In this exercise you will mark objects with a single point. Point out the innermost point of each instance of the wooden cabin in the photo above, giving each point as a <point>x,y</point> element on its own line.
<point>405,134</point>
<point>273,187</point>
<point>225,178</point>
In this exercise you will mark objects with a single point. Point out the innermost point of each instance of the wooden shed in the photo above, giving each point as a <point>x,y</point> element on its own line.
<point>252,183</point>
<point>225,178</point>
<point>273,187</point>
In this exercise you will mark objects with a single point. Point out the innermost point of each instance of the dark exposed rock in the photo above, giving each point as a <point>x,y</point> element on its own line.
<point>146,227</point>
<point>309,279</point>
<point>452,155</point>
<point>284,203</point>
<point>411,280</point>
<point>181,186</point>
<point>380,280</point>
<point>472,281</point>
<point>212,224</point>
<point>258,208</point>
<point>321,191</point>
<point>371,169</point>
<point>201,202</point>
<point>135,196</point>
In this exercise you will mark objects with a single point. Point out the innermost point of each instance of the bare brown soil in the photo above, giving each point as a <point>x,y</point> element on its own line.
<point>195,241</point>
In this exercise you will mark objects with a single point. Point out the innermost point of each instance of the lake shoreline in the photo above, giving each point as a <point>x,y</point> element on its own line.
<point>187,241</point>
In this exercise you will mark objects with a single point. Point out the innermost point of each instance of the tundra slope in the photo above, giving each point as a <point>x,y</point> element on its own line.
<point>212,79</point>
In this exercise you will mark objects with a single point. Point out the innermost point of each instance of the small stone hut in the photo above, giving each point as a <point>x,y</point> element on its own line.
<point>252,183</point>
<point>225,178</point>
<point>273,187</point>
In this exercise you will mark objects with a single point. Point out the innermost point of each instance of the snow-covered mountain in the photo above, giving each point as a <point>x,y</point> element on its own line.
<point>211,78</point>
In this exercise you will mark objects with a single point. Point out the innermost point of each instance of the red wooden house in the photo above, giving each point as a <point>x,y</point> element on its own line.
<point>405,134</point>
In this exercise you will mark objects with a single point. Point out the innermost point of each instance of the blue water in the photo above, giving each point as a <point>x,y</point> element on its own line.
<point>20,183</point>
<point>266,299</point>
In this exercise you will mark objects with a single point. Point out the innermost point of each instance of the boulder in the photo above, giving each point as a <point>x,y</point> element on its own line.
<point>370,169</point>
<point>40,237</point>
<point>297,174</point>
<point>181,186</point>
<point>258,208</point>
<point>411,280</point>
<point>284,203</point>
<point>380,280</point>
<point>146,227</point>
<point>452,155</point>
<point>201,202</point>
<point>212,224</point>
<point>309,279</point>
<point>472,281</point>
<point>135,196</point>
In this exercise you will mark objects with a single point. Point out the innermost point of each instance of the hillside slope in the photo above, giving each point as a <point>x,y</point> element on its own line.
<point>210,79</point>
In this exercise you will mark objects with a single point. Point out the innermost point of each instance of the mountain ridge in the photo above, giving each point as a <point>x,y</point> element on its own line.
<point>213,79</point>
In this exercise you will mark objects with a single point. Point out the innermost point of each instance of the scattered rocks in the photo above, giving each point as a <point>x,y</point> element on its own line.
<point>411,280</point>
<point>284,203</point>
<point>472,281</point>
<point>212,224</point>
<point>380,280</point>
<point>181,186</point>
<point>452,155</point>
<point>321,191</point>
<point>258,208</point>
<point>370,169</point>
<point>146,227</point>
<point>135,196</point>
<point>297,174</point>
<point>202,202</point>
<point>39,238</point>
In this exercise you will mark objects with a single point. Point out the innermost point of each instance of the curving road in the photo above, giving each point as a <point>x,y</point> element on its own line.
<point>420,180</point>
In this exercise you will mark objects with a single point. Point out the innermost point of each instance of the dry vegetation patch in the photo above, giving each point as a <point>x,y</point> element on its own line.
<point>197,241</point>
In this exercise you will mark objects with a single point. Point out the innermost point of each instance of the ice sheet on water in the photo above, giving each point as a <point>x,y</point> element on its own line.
-------
# [Brief]
Rewrite the listing from the line containing "of the curving" through the end, changing "dry vegetation patch" to "dry grass patch" and keeping everything else the same.

# [The result]
In this exercise you will mark objects with a single point. Point out the innermost point of each instance of the curving road in the photo above, giving each point as a <point>x,y</point> element on its own line.
<point>420,180</point>
In this exercise you will mark objects with a single point. Point out the innermost point of each instance of the dry grass patch in the photo above, giving each point as a <point>x,y</point> element on its own line.
<point>197,241</point>
In this exercise you will mark objects with a single point. Point out the innermost point of each instance of the ice sheet on water in the photo above, giving each point as a <point>x,y</point> element on its own line.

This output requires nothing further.